Data entries
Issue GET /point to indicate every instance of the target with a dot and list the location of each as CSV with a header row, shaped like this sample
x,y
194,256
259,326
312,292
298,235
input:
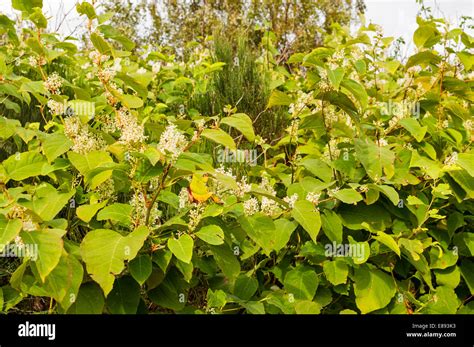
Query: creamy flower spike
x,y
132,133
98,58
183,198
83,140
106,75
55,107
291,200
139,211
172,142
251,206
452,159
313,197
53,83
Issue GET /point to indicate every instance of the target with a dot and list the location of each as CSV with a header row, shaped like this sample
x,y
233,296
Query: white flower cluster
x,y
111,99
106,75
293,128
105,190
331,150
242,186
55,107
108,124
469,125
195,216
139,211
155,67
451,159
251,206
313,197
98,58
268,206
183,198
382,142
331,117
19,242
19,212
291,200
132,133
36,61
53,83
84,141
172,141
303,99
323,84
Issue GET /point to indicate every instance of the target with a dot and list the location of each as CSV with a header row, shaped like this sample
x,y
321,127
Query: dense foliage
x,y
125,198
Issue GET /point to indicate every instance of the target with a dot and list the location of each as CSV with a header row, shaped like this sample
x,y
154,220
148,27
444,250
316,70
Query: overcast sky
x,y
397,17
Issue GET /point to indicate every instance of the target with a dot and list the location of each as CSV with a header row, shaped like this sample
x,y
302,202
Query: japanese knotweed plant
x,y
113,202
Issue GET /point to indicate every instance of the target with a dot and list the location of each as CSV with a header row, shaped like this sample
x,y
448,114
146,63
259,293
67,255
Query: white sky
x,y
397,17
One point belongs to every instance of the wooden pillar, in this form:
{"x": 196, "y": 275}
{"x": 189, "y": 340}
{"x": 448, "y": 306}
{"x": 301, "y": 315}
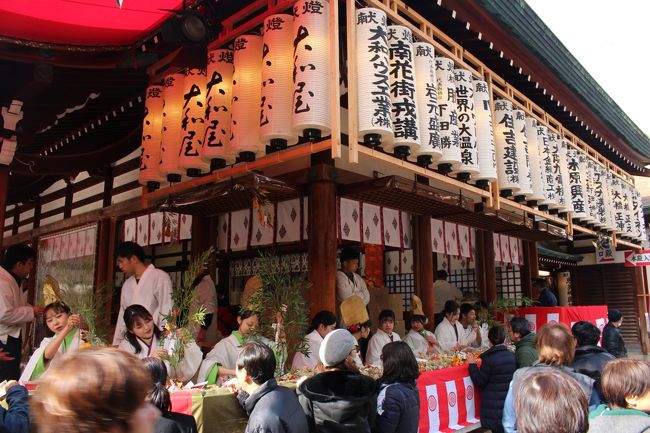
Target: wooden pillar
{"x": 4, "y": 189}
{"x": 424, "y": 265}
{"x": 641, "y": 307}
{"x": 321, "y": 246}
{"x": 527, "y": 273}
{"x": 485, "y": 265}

Task prompt:
Would you copy every entry exactly as it stands, leaving out the pictures?

Written answer:
Issue GET /point to indicate every instance of the target with a dot and list the location of each as CSV with a header row, shaped like this sample
x,y
194,256
259,326
312,292
298,235
input:
Query: creamy flower spike
x,y
132,133
98,58
183,198
83,140
106,75
55,107
291,200
139,211
172,142
251,206
452,159
313,197
53,83
Issue GET /point to indicate every instance of the target with a dot and list the location of each as CSV with a header row, shaped like this sample
x,y
233,296
Query: white flower cluster
x,y
111,99
106,75
293,128
105,190
331,150
242,186
55,107
108,124
469,125
195,216
139,211
155,67
451,159
251,206
313,197
98,58
268,206
183,198
382,142
331,117
19,242
19,212
291,200
132,133
36,61
53,83
84,141
172,141
303,99
323,84
Issue GET /point to indicate every instance of the target with a dot and list the location of each as CSV with a header row, shaped like this sample
x,y
321,127
Query: dense foliage
x,y
125,198
Issue GET /point to indicate every instance of the target with a dot and list the location of each as CSV with a header row, shaped like this sample
x,y
154,220
148,27
444,250
316,70
Query: overcast sky
x,y
397,17
Issue GET /point to indicate every instance of the target with a dot and list the location of each as CSV with a header row, shaped like this sample
x,y
302,202
Query: japanese knotweed plant
x,y
113,202
Issue GET /point to indicate every instance of the target with a dot and list the location of each as CSV with a header row, shaped like this sample
x,y
448,114
146,63
259,293
67,255
Query: white sky
x,y
397,17
One point belongs to every instance of the wooden pillar, in this form:
{"x": 196, "y": 275}
{"x": 189, "y": 340}
{"x": 448, "y": 306}
{"x": 301, "y": 315}
Target: wooden pillar
{"x": 4, "y": 189}
{"x": 424, "y": 265}
{"x": 641, "y": 307}
{"x": 321, "y": 246}
{"x": 527, "y": 273}
{"x": 485, "y": 265}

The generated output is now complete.